There is plenty of mind-numbing down time, waiting for something to happen. And sibling jealousy eats at one when the other gets to go to a major blaze or shootout. But for people as addicted to the chase as the Raishbrook brothers, the worst seems to be the gnawing, incessant stress that comes with knowing you could always miss the big one.

The scanners, which troll through hundreds of frequencies used by dozens of agencies, spew out a constant stream of possibilities. Many that sound promising end up duds, and vice versa.

The brothers rarely have a clear sense of what is going on at a scene when first word comes over the radio. Their nights are full of high-pressure, split-second decisions. Howard recently picked up a call about police officers following a suspicious car. Thinking it could turn into a full-blown police chase, he headed for it. When another call came about an overturned SUV in the opposite direction, he fretted over what to do for a few blocks, then pulled a hasty U-turn. His regret was palpable when the accident turned out to be minor and a chase ensued across town.

He and his brother would stay out all night if they could.

“I’m like a gambler who can’t get up from the table and walk away,” Austin said. “I hate calling it a night. If I go in now, I could miss the best pursuit in the world or miss the chance to be in a gang shootout. If I go in, I could miss the greatest night of my life.”

• [WHAT IS REQUIRED]:
Copy the passage about the Raishbrook brothers starting at "The brothers rarely" and ending at "ensued across town.", and swap "SUV" for "pickup truck". Work only from the passage about the Raishbrook brothers.

• [PROVIDED RECORDS]:
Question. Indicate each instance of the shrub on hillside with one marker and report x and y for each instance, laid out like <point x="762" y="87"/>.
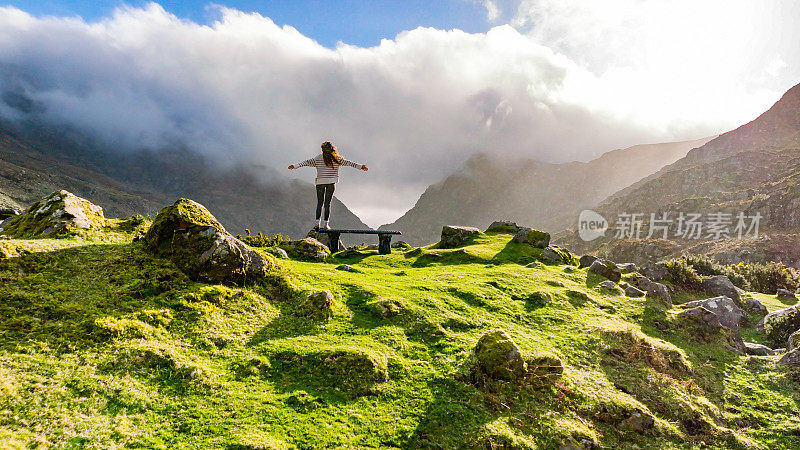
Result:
<point x="706" y="266"/>
<point x="262" y="240"/>
<point x="760" y="277"/>
<point x="682" y="274"/>
<point x="769" y="277"/>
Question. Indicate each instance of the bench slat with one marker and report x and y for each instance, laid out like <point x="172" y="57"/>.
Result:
<point x="359" y="231"/>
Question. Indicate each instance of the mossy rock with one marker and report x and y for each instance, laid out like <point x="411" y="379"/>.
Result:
<point x="554" y="254"/>
<point x="455" y="236"/>
<point x="10" y="250"/>
<point x="59" y="213"/>
<point x="499" y="357"/>
<point x="353" y="370"/>
<point x="317" y="305"/>
<point x="503" y="226"/>
<point x="779" y="325"/>
<point x="536" y="238"/>
<point x="189" y="235"/>
<point x="386" y="307"/>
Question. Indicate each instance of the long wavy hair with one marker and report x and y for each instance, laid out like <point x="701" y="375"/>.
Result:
<point x="329" y="154"/>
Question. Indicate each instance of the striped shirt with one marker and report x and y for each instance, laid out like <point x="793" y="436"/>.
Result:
<point x="326" y="174"/>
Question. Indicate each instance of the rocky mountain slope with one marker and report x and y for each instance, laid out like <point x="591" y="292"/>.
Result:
<point x="542" y="195"/>
<point x="106" y="341"/>
<point x="36" y="160"/>
<point x="754" y="169"/>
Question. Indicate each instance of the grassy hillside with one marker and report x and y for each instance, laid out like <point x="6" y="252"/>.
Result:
<point x="103" y="346"/>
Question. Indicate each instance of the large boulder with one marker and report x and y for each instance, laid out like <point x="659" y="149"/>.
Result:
<point x="608" y="285"/>
<point x="188" y="234"/>
<point x="536" y="238"/>
<point x="659" y="291"/>
<point x="306" y="249"/>
<point x="708" y="327"/>
<point x="633" y="291"/>
<point x="586" y="261"/>
<point x="779" y="325"/>
<point x="794" y="341"/>
<point x="757" y="349"/>
<point x="728" y="313"/>
<point x="317" y="305"/>
<point x="499" y="358"/>
<point x="606" y="268"/>
<point x="752" y="305"/>
<point x="503" y="226"/>
<point x="59" y="212"/>
<point x="721" y="285"/>
<point x="456" y="236"/>
<point x="791" y="358"/>
<point x="628" y="267"/>
<point x="555" y="255"/>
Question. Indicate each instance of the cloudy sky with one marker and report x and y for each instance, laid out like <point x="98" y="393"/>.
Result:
<point x="409" y="88"/>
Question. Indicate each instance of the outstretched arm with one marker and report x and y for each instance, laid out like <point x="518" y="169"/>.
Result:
<point x="357" y="166"/>
<point x="307" y="163"/>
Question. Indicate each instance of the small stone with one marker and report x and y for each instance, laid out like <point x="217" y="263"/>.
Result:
<point x="279" y="252"/>
<point x="633" y="291"/>
<point x="791" y="358"/>
<point x="606" y="268"/>
<point x="721" y="285"/>
<point x="608" y="285"/>
<point x="317" y="305"/>
<point x="794" y="340"/>
<point x="757" y="349"/>
<point x="728" y="312"/>
<point x="659" y="291"/>
<point x="628" y="267"/>
<point x="400" y="244"/>
<point x="550" y="255"/>
<point x="752" y="305"/>
<point x="456" y="236"/>
<point x="346" y="268"/>
<point x="503" y="226"/>
<point x="586" y="261"/>
<point x="655" y="272"/>
<point x="536" y="238"/>
<point x="637" y="422"/>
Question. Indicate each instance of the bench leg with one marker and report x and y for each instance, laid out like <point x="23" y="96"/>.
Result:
<point x="333" y="240"/>
<point x="384" y="244"/>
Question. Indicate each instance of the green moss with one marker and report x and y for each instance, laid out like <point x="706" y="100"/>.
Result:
<point x="50" y="216"/>
<point x="102" y="341"/>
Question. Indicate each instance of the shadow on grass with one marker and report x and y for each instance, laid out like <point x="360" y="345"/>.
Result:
<point x="57" y="297"/>
<point x="459" y="415"/>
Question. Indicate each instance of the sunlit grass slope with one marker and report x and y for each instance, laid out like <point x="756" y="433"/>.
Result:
<point x="103" y="346"/>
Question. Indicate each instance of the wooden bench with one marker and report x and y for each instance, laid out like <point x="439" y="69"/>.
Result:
<point x="384" y="238"/>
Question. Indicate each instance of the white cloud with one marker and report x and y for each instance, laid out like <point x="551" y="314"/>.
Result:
<point x="247" y="91"/>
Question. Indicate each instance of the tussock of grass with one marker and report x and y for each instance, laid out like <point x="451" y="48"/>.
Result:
<point x="103" y="345"/>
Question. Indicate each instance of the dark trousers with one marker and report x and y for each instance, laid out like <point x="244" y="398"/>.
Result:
<point x="324" y="196"/>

• [RESULT OF THE TASK]:
The brothers rarely have a clear sense of what is going on at a scene when first word comes over the radio. Their nights are full of high-pressure, split-second decisions. Howard recently picked up a call about police officers following a suspicious car. Thinking it could turn into a full-blown police chase, he headed for it. When another call came about an overturned pickup truck in the opposite direction, he fretted over what to do for a few blocks, then pulled a hasty U-turn. His regret was palpable when the accident turned out to be minor and a chase ensued across town.